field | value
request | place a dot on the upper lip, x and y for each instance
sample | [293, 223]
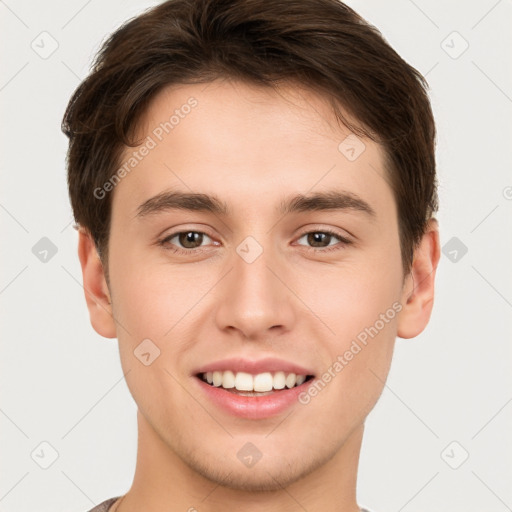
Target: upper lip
[268, 364]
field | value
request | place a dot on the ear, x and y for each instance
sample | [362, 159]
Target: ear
[418, 291]
[97, 294]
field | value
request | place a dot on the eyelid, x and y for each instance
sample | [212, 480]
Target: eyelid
[164, 240]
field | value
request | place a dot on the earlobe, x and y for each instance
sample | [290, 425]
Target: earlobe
[418, 291]
[96, 291]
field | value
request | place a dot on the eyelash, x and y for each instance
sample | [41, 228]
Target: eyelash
[170, 247]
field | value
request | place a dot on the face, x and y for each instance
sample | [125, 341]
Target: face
###
Problem details:
Copy exactly, and only, the lines from the line that contains "request | place a dot on the ear, x" through the end of the data above.

Answer to this exercise:
request | place a dot on the ear, x and y for each instance
sample | [362, 159]
Target: ear
[418, 291]
[97, 294]
field | value
request | place a dot on the eyelid, x and y for each instance
sample | [212, 480]
Target: eyelid
[164, 240]
field | value
request | place a dot on the earlobe, x and y for each instance
sample | [290, 425]
Target: earlobe
[418, 291]
[96, 291]
field | value
request | place a dot on the eyelash, x and y for each instance
sample | [41, 228]
Target: eyelash
[170, 247]
field | value
request | place a dot on the face, x and y for each instance
sample | [125, 341]
Target: face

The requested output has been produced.